### DIRECTIONS FOR THIS TASK
Go through the data below. Pull out every line that has the word "exact".

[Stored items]

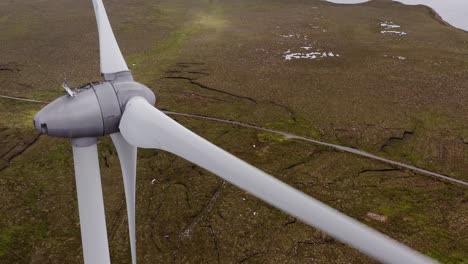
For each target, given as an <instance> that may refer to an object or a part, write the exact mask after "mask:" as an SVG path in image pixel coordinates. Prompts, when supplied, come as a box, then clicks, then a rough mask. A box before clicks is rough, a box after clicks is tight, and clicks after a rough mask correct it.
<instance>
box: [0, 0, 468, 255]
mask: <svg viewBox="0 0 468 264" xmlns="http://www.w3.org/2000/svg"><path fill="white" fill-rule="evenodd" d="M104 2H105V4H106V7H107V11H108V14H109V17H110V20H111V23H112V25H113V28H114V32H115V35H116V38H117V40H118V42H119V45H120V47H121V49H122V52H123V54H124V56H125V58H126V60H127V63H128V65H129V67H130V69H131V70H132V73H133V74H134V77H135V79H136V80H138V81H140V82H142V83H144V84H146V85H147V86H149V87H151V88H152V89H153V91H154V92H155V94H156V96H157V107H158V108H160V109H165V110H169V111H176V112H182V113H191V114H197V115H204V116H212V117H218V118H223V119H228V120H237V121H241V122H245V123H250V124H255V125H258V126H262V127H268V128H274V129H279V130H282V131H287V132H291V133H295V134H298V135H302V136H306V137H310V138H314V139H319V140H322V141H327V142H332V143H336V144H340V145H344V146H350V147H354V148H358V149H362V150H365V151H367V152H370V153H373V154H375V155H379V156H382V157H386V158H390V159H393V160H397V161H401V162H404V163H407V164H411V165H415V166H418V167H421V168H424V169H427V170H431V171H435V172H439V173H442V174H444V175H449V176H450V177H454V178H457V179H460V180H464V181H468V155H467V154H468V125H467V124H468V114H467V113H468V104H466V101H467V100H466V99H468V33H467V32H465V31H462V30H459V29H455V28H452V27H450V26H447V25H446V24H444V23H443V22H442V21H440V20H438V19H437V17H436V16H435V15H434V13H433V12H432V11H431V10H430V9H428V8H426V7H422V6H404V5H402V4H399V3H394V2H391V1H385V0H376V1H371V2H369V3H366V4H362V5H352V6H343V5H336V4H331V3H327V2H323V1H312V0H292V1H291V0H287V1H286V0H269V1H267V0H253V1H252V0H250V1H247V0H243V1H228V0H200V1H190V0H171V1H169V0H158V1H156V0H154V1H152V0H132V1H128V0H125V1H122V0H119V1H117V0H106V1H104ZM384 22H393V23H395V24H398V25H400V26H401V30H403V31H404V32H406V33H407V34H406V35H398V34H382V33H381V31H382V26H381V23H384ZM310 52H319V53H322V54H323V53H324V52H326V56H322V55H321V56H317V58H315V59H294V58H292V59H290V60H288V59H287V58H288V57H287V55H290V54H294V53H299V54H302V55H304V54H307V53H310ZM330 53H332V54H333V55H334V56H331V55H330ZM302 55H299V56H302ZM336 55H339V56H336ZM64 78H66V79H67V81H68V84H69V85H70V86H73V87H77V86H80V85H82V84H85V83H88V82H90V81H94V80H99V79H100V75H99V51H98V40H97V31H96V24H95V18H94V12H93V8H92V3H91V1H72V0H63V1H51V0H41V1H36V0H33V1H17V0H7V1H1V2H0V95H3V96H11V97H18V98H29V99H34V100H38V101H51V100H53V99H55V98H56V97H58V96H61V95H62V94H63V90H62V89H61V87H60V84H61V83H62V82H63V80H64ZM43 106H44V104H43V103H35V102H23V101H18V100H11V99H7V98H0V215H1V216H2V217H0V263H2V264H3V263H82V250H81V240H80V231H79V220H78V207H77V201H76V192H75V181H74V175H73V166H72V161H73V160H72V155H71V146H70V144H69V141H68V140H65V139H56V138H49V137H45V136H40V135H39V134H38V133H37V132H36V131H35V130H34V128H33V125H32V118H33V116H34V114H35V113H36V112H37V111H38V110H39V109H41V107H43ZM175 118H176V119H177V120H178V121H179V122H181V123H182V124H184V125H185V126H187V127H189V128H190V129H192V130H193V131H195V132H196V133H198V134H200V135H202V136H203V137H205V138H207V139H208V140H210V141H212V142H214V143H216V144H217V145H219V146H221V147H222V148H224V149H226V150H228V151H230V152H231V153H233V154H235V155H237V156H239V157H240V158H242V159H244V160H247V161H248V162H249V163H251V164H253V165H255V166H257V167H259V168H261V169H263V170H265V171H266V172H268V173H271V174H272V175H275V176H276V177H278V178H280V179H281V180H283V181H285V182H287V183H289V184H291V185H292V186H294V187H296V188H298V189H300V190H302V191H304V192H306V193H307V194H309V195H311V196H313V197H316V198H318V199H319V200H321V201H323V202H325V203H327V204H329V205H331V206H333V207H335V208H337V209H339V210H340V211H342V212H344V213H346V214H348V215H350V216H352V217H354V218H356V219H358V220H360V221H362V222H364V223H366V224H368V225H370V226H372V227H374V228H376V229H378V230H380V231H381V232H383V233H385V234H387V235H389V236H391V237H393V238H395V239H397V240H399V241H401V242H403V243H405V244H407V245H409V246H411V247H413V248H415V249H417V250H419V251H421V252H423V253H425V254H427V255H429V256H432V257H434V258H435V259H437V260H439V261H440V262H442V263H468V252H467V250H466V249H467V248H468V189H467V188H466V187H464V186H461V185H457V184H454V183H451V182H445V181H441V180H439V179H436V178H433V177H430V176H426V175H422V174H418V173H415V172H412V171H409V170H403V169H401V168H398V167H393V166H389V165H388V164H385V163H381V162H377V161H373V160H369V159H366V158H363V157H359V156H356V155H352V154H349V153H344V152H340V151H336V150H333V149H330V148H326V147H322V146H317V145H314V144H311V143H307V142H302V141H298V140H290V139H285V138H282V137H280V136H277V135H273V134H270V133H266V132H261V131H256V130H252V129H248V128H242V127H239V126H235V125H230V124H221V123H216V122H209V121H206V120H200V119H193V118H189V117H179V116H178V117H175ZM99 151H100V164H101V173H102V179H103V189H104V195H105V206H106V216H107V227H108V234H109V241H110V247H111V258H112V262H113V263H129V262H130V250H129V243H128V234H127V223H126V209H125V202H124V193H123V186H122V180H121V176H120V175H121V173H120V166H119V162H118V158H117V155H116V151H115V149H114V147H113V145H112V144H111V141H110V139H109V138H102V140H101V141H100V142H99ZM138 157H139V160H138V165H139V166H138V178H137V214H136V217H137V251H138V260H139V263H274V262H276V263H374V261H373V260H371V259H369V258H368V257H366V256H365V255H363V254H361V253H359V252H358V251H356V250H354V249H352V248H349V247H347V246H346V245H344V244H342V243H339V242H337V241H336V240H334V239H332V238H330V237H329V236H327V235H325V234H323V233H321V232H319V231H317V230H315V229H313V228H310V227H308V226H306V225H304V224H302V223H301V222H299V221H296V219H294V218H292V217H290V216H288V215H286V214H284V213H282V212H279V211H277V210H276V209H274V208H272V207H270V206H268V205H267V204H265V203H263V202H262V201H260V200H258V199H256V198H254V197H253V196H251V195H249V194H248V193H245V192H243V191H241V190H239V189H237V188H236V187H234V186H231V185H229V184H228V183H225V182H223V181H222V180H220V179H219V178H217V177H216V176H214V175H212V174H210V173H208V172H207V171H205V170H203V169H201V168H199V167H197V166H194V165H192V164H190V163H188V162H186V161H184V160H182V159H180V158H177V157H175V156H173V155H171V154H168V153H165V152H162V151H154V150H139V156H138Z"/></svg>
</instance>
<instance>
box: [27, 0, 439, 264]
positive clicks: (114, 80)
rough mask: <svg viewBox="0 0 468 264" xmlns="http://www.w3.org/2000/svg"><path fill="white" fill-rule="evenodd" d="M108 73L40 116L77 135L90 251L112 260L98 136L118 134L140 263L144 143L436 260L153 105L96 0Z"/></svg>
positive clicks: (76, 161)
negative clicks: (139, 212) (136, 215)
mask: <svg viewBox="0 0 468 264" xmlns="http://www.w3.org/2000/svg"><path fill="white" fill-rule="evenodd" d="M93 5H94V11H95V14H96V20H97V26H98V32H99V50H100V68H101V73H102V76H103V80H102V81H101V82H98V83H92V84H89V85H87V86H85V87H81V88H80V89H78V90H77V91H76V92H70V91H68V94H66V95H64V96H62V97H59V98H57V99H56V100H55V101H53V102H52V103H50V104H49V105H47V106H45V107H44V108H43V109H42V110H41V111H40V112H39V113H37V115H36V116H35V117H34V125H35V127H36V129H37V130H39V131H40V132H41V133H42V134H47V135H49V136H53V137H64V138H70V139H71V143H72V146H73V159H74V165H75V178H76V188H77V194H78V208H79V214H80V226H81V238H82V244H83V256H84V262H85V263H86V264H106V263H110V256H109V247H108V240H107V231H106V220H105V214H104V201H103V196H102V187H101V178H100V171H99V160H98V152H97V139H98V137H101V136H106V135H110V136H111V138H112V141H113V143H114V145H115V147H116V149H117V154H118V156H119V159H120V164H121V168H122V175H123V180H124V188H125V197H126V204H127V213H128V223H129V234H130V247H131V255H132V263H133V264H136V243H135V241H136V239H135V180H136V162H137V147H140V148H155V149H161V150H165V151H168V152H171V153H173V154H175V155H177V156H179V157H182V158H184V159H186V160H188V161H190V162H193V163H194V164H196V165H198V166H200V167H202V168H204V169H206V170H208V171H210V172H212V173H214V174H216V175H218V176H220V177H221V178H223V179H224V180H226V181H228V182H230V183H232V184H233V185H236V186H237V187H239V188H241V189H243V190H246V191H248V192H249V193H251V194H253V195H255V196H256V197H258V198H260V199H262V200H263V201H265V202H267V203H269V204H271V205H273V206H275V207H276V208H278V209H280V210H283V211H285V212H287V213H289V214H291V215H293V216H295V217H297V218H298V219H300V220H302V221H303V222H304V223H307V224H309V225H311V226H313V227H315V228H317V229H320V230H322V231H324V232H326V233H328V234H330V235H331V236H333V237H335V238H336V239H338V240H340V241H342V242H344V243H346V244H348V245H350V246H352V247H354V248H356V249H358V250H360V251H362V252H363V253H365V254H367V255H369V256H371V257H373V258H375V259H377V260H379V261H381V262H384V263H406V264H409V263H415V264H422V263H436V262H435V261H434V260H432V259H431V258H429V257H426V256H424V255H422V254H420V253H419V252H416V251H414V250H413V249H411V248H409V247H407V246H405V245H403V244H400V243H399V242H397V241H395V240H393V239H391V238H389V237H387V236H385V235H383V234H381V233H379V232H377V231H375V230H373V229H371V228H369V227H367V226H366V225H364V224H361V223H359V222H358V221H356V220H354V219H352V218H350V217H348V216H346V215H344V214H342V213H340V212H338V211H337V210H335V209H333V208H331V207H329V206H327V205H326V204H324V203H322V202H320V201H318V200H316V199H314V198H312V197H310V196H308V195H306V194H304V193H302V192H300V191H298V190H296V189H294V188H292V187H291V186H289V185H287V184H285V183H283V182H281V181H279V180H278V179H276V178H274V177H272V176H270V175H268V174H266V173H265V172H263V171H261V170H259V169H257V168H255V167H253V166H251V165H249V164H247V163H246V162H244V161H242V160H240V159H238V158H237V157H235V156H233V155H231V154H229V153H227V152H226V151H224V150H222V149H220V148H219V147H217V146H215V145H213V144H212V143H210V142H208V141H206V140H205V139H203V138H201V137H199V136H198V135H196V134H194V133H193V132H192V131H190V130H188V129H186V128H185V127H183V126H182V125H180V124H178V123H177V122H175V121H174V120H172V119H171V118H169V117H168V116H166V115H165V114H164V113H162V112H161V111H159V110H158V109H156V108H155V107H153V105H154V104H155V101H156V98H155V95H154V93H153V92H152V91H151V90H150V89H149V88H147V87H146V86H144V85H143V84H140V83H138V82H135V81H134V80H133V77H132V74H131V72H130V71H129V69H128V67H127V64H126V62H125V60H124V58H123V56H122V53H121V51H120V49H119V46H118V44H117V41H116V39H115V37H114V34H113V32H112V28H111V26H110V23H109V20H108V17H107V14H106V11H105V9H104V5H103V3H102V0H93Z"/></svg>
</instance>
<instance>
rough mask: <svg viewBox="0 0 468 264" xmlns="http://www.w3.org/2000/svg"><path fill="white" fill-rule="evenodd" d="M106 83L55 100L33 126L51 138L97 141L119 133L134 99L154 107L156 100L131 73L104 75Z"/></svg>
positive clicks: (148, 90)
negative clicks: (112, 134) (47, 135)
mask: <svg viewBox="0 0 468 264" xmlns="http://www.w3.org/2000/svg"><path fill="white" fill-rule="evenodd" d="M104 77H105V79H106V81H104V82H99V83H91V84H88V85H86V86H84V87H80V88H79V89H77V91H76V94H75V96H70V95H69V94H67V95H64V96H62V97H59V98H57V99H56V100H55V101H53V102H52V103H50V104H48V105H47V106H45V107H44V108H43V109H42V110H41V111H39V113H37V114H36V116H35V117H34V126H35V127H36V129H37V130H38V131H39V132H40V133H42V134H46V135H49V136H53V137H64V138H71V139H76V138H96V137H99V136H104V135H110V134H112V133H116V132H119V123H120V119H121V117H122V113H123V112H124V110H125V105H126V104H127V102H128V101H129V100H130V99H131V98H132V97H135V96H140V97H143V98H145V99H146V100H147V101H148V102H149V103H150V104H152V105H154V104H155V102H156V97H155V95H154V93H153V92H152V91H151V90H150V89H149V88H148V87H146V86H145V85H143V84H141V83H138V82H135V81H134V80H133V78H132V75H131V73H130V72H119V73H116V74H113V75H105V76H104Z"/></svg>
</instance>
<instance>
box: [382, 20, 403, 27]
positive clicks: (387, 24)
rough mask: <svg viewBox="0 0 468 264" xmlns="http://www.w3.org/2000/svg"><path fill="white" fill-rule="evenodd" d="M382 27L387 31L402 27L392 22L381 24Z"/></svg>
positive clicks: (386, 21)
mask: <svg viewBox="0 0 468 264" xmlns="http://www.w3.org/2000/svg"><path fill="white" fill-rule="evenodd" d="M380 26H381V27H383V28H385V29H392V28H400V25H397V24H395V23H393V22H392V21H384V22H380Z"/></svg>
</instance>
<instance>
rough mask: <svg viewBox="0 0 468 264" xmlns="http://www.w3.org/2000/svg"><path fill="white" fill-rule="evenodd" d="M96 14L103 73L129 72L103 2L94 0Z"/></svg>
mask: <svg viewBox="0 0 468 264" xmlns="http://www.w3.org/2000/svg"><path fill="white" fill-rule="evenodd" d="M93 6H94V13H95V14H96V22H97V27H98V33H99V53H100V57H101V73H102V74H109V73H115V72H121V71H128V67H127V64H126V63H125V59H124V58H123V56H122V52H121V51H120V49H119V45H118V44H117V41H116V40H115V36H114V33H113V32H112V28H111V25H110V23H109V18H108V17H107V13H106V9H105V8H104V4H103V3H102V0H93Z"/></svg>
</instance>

* * *

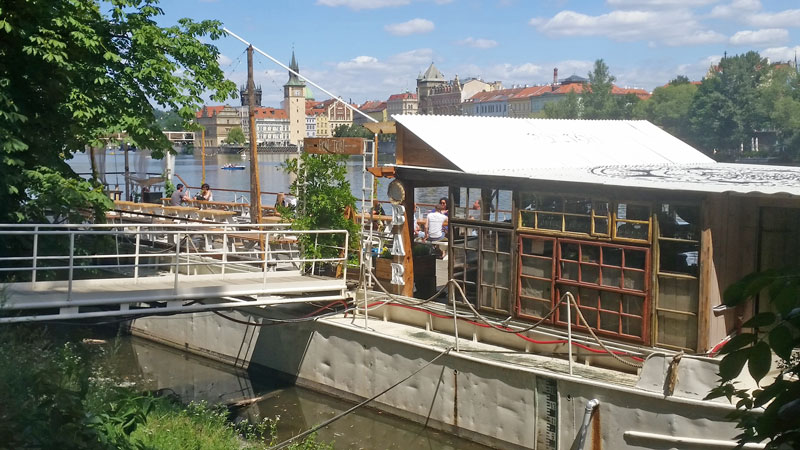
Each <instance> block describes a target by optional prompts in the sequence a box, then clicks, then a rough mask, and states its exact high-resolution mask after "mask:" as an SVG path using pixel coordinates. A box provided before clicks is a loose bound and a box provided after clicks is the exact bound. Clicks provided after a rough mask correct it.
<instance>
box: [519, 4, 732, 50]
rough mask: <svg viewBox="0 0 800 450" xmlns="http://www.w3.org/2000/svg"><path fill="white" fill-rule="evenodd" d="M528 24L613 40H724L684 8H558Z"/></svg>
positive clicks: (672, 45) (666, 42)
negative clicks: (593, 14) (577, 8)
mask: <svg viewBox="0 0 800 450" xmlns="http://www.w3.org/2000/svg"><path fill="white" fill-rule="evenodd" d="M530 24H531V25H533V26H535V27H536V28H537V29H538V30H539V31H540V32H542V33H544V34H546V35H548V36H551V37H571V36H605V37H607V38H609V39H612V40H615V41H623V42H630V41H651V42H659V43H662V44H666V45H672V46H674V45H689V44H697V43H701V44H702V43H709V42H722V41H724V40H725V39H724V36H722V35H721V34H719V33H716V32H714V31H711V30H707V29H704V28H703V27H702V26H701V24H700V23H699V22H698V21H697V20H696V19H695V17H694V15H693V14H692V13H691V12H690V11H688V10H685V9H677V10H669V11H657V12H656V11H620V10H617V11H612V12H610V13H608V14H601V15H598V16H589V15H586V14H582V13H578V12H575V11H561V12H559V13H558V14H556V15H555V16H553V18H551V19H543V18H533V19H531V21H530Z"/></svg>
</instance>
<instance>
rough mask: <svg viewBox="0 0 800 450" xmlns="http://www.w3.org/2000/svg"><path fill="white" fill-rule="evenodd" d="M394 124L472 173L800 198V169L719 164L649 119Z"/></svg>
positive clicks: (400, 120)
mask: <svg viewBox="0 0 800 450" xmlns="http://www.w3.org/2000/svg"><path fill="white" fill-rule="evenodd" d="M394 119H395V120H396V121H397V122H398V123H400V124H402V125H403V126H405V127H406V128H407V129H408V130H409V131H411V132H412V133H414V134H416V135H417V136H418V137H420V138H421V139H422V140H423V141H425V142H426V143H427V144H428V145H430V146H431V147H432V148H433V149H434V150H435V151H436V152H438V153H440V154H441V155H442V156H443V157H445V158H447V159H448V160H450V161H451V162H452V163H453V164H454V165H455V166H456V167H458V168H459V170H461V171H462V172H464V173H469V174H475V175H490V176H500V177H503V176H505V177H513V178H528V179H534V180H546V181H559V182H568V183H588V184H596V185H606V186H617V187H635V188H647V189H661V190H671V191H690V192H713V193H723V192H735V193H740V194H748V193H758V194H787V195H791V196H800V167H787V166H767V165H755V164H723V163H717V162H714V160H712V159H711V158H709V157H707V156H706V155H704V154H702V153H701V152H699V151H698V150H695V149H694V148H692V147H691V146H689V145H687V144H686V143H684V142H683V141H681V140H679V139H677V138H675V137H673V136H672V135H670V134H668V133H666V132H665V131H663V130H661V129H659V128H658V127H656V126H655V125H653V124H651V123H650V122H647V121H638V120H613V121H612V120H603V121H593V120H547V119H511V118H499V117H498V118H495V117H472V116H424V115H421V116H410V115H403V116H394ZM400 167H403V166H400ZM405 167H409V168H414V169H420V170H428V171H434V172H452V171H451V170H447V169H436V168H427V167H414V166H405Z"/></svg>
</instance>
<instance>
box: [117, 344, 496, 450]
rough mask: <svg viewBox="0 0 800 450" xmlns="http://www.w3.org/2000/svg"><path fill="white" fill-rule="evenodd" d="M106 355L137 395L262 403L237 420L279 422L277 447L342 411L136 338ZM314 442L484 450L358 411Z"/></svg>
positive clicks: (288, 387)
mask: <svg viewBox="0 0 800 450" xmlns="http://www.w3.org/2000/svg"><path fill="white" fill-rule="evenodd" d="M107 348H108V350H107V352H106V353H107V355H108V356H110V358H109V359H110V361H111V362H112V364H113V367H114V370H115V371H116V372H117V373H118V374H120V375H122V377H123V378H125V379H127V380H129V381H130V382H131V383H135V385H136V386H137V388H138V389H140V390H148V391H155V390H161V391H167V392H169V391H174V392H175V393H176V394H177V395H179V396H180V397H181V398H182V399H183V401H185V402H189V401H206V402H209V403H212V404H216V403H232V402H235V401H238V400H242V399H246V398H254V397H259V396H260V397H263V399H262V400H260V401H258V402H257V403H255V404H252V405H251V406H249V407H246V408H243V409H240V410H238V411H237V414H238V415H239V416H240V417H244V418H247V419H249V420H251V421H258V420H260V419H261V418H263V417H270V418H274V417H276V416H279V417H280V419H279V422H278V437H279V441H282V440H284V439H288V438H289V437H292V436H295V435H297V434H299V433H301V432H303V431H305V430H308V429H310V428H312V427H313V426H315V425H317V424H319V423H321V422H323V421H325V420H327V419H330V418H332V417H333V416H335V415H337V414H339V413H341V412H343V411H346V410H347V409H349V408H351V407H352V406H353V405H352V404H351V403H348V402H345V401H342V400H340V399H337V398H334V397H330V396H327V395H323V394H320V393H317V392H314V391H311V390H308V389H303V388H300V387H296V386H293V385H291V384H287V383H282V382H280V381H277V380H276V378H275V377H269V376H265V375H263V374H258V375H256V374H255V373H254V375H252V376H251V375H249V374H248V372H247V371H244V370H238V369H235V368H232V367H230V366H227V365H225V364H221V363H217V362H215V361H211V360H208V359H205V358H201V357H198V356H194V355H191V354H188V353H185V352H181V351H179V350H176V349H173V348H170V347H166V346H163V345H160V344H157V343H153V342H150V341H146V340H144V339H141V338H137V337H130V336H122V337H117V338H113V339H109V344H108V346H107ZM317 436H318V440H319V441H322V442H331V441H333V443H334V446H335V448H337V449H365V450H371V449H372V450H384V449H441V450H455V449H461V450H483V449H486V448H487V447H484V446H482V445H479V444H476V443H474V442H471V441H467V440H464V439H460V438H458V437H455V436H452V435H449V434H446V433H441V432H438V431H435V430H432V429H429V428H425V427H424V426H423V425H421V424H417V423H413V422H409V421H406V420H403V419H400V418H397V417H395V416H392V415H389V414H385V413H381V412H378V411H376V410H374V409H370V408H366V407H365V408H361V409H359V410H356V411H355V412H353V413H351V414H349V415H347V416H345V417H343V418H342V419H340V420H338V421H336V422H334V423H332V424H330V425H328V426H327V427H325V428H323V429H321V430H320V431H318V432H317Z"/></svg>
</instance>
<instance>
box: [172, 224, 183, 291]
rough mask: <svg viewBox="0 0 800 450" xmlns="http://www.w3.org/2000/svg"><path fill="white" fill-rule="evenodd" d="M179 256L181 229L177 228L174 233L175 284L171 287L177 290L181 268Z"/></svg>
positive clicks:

### WRITTEN REPLY
For each target, given as an <instance> that may refer to an object or a part, write the exact mask after "mask:" as an SVG path in image pixel coordinates. Prompts, when supplied, come as a box, then clicks, then a rough mask. A box before clicks is rough, a box after clicks is tight, and clicks after a rough mask correct it.
Each <instance> block describes a target by optional prompts in the sequence a box, then clicks, then a rough mask, and states its exact high-resolution mask after "mask:" as an SVG path using pixel coordinates. A box provided before clicks is a loose bound and a box provided after clicks is the exact bound. Clicks provided after a rough mask correct it.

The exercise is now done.